LISTED ENTRIES
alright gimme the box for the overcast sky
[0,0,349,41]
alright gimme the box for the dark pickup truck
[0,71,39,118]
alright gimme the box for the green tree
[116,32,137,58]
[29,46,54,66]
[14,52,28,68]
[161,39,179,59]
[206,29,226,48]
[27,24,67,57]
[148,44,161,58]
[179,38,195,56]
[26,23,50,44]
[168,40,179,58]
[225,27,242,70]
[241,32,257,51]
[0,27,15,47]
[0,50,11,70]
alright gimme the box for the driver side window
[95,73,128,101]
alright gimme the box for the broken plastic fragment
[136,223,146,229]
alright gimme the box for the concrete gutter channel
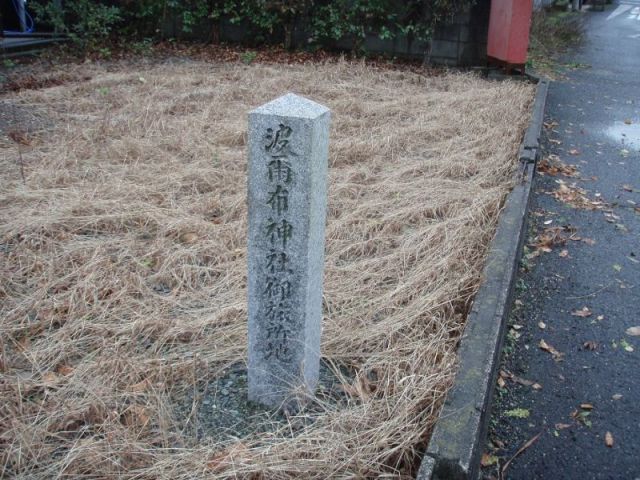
[417,79,549,480]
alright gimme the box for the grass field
[0,58,533,478]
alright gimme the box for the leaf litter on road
[571,307,592,318]
[626,326,640,336]
[529,225,581,257]
[500,369,543,390]
[619,338,634,352]
[537,155,579,177]
[539,339,563,360]
[549,179,608,210]
[571,408,593,428]
[481,453,499,467]
[605,432,614,448]
[505,408,530,419]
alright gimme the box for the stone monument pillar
[247,93,331,408]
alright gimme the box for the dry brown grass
[0,58,533,478]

TASK TO CARRY OUT
Write out all the entries exactly, except for the pictures.

TASK SOLUTION
alright gimme the box for the overcast sky
[0,0,349,41]
alright gimme the box for the dark pickup truck
[0,71,39,118]
alright gimme the box for the green tree
[116,32,137,58]
[29,46,54,66]
[14,52,28,68]
[161,39,179,59]
[206,29,226,48]
[27,24,67,57]
[148,44,161,58]
[179,38,195,56]
[26,23,50,44]
[168,40,179,58]
[225,27,242,70]
[241,32,257,51]
[0,27,15,47]
[0,50,11,70]
alright gimme the box for the driver side window
[95,73,128,101]
alright gimme the box for the broken plastic fragment
[136,223,146,229]
alright gimme the box for the concrete gutter channel
[417,79,549,480]
alright gimme the box for the grass field
[0,58,533,478]
alright gimme the box for the leaf litter on road
[571,307,592,318]
[626,326,640,336]
[529,225,581,257]
[500,369,543,390]
[619,338,634,352]
[537,155,579,177]
[539,339,563,360]
[549,179,608,210]
[571,408,593,428]
[481,453,499,467]
[605,432,614,448]
[505,408,530,419]
alright gimme the box for the stone monument pillar
[247,93,331,408]
alright gimme the box for the dry brown grass
[0,58,533,478]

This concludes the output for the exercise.